- _Textauszug_
Zwischen Schwein und Krieger

Ein Mann mit Sonnenbrille spricht in ein Megafon vor dem Schriftzug „Titus findets scheiße“.
"Titus", ein Monolog eines ignorierten Jugendlichen im Dschungel Wien.

Die Grundgeschichte mag vielleicht recht alltäglich und sicher vielen Jugendlichen bekannt sein: Wenig Aufmerksamkeit, Beachtung oder wenn dann nur um gesagt zu bekommen, dass man stört. Verzweiflung bis hin zu Suizidgedanken. Und erst mit der Vorstellung eines Abgangs aus dem Leben, zu dem einen erst all die Ignoranzen treiben, beginnen sich die anderen Menschen für einen zu interessieren. Oder auch nur vermeintlich, um einen vom Sprung vom Schuldach abzuhalten...

Zwei Schweine

Ein Mann mit Sonnenbrille spricht in ein Megafon vor der Neon-Leuchtschrift „Titus findet's scheiße“.
Ausgehend von einer solchen Situation baute der Belgier Jan Sobrie ein geniales Theaterstück. „Tituts“, schon vor fast zehn Jahren von ihm als Monolog zum Vorsprechen geschrieben, siedelt er in einem leicht skurrilen Setting an. Titus heißt nicht etwa so, weil es einst den römischen Feldherren Andronicus gab, sondern weil sein Vater, ein Fleischhauer, ein Schwein namens Titus hatte. Das beherrschte 26 verschiedene Grunzlaute. Schon die erste gute Gelegenheit in die tragische Geschichte sarkastischen Humor einzubringen. Titus nimmt sich den kriegerischen Vornamensvetter zu seinem Vorbildhelden – zumindest zweitweise. Sozusagen ein Pendeln zwischen zwei „Schweinen“.

Obendrein lässt der Autor seinen Protagonisten Vegetarier sein. Nachdem er selbst den Monolog – mit Rollenwechsel in andere Figuren in seinem Leben - in spärlicher Kulissen, auf sich allein konzentriert, schon 2008 beim internationalen Theaterfestival Schäxpir in Linz spielte, steht „Tituts“ nun in anderer Inszenierung auf dem Spielplan im Dschungel Wien.

Zwischen Wolken und Bälle-Bad

Ein Mann mit Kapuzenweste springt vor einer Projektion mit blauen und weißen Bällen.
Hier taucht Sven Kaschte in der Regie von Julia Burger in den Kopf des Titus ein – manchmal im Wechselspiel mit Videoeinblendungen – etwa der symbolhaften Tiere Krähe und Fisch. Und mit vielen Wolken rund um seinen Kopf. Wenn er in die eine oder andere Erinnerung – auch lustvolle wie die der ersten Liebe Tina – eintaucht, so springt er immer wieder in ein Bälle-Bad aus weißen und verschieden blauen Kugeln, wie sie vor allem aus Kaufhäusern zur Kinderbespielung bekannt sind, ein.

- _Vorliegende Daten_
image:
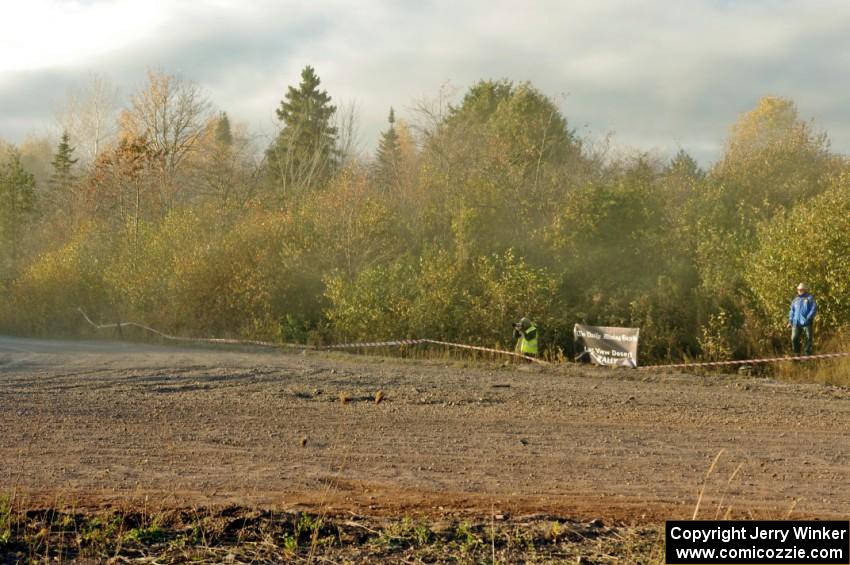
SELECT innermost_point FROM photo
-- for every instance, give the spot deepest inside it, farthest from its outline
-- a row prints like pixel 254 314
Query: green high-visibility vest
pixel 529 346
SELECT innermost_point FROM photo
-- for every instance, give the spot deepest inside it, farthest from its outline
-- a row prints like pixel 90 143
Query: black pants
pixel 799 332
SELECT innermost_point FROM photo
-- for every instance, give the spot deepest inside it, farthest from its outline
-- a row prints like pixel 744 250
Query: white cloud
pixel 42 34
pixel 658 74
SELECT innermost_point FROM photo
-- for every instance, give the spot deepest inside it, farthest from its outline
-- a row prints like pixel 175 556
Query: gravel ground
pixel 105 424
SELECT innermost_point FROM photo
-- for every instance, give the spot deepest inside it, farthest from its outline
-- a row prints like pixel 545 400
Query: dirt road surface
pixel 109 423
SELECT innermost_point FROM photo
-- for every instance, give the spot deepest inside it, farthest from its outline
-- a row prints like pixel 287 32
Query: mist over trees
pixel 463 221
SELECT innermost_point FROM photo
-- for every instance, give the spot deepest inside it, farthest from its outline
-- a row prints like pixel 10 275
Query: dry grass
pixel 242 535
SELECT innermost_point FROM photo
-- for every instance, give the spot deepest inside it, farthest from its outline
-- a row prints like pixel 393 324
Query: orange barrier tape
pixel 749 361
pixel 297 346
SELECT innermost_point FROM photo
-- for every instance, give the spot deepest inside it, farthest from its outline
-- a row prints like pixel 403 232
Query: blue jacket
pixel 803 309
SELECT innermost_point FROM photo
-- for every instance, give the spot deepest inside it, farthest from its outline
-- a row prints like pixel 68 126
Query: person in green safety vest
pixel 525 332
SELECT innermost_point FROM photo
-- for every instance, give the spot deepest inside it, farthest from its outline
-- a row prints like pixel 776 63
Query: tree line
pixel 467 217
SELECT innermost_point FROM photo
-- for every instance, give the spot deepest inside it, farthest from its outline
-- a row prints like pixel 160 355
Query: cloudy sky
pixel 658 75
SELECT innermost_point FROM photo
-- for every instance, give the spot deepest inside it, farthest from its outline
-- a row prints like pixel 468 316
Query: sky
pixel 656 76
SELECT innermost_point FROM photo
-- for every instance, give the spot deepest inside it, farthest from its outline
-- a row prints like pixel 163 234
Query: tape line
pixel 361 345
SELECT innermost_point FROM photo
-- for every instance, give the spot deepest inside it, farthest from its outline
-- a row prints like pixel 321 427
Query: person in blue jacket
pixel 800 318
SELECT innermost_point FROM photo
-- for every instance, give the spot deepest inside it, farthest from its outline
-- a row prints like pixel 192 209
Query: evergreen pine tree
pixel 17 203
pixel 62 177
pixel 388 157
pixel 223 135
pixel 304 155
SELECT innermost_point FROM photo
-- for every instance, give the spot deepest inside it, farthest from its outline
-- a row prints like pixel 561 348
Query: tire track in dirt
pixel 206 425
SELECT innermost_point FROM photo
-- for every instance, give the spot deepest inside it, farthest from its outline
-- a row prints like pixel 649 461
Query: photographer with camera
pixel 525 332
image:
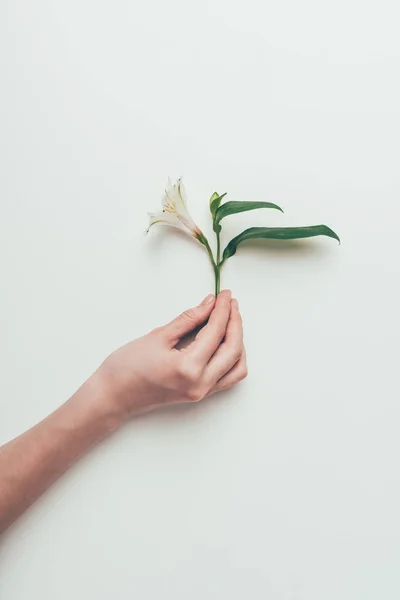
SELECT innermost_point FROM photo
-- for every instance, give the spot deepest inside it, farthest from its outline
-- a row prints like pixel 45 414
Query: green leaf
pixel 215 201
pixel 230 208
pixel 277 233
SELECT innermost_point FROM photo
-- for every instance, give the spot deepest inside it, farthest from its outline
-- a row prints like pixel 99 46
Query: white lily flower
pixel 174 211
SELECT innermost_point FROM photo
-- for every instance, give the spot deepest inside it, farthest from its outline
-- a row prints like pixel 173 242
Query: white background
pixel 287 487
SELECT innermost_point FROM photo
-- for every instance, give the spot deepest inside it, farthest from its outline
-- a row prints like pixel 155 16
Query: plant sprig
pixel 176 214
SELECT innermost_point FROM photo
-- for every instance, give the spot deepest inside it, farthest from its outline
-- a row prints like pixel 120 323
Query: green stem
pixel 217 279
pixel 204 241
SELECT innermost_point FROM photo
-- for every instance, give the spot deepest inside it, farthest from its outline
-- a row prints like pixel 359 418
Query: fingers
pixel 189 320
pixel 234 376
pixel 230 351
pixel 210 337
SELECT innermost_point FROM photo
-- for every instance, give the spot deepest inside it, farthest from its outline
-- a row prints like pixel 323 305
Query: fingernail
pixel 207 299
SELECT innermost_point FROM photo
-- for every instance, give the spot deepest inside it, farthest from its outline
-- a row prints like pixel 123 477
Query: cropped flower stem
pixel 205 243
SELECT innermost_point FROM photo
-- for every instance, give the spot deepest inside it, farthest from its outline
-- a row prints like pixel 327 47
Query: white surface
pixel 288 487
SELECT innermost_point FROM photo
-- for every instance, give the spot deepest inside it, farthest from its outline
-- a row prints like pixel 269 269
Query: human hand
pixel 151 371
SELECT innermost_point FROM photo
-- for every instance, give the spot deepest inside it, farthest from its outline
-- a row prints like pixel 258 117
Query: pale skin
pixel 147 373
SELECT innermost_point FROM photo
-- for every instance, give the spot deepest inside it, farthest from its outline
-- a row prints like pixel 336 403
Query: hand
pixel 151 371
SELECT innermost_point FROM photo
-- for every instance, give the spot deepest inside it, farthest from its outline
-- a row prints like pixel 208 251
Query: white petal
pixel 165 219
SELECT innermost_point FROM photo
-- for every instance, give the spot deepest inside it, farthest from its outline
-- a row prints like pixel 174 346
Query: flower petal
pixel 165 219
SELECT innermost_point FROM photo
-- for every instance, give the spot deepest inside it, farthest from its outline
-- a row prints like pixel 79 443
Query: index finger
pixel 211 336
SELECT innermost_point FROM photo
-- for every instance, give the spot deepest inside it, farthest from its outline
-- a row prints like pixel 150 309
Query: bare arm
pixel 144 374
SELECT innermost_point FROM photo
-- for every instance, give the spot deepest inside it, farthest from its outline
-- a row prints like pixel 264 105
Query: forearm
pixel 30 463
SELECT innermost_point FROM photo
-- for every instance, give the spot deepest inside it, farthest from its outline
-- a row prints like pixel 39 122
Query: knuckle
pixel 196 393
pixel 236 353
pixel 243 373
pixel 188 316
pixel 189 371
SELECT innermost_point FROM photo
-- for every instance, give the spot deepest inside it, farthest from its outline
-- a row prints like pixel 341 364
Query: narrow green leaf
pixel 230 208
pixel 213 197
pixel 277 233
pixel 215 201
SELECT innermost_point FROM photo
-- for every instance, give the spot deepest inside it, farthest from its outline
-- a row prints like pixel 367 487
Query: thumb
pixel 189 320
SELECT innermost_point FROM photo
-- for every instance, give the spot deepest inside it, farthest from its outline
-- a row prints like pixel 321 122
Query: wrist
pixel 99 397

- _Aufgaben_
1. Erkläre anhand des Textauszugs in ein bis drei Sätzen, warum die Hauptfigur des Stücks Titus heißt.
2. Schreib aus dem Textauszug den Teil ab, der mit den Worten „Ein Mann mit Kapuzenweste“ beginnt und mit „bekannt sind, ein.“ endet.

- _Lösungen_
1. Titus heißt nicht nach dem römischen Feldherrn Andronicus. Er heißt so, weil sein Vater, ein Fleischhauer, ein Schwein namens Titus hatte, das 26 verschiedene Grunzlaute beherrschte.

2.
Ein Mann mit Kapuzenweste springt vor einer Projektion mit blauen und weißen Bällen.
Hier taucht Sven Kaschte in der Regie von Julia Burger in den Kopf des Titus ein – manchmal im Wechselspiel mit Videoeinblendungen – etwa der symbolhaften Tiere Krähe und Fisch. Und mit vielen Wolken rund um seinen Kopf. Wenn er in die eine oder andere Erinnerung – auch lustvolle wie die der ersten Liebe Tina – eintaucht, so springt er immer wieder in ein Bälle-Bad aus weißen und verschieden blauen Kugeln, wie sie vor allem aus Kaufhäusern zur Kinderbespielung bekannt sind, ein.